## [Complete the following]
1: Decide whether each statement agrees with the Gospel of Mark discussion, answering yes or no and quoting the deciding words: (a) The second question likens the woman with the jar of ointment to a woman who puts her last penny in the Temple collection box. (b) The list of unnamed people from the Gospel of Mark is presented as complete. (c) Terre Frank now understands why Jesus cursed the fig tree.
2: Write a continuation of the Gospel of Mark discussion, picking up after its final sentence.

┌─ Text segment

Consider these questions:

  1. Think of your own sense of faith and spirituality. Are there elements of this that you wish you could control and/or stop? Are there elements that you work to sustain and nurture?
  2. The woman with the jar of ointment appears to boldly pour everything she has into Jesus, not unlike the woman putting her last penny in the Temple collection box. What might it feel like to pour yourself into Jesus in this way?  What keeps you from doing this?
  3. In the (incomplete) list of unnamed people from the Gospel of Mark, what similarities and differences do you see in each of their stories?


    Terre Frank

    I still don’t know why Jesus cursed the fig tree. What did it have to do with the scribes in the temple?

└─
┌─ Supplied material

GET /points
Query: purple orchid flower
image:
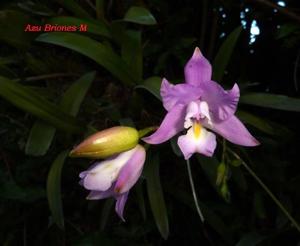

└─

## [Responses]
1:
(a) Yes: "not unlike the woman putting her last penny in the Temple collection box"
(b) No: "In the (incomplete) list of unnamed people from the Gospel of Mark"
(c) No: "I still don’t know why Jesus cursed the fig tree."

2:
      Bob Rhodes Author

      Great question, Terre! One way that I look at it is that the connecting of these two stories highlights that those in the temple weren’t “bearing fruit.” In other words (and connecting this to Paul’s references to fruits of the Spirit), if we are transformed by God’s love then perhaps our lives should change in such a way that we reflect God’s love.

      Perhaps these religious leaders were caught up in profiteering, perhaps in their own privileged status, perhaps in outdated traditions. The end result is that they were missing the point of what God was asking of them. Jesus’ ministry in Galilee and surely in Jerusalem was about redirecting the religious leaders and the people toward boundless and transformational love.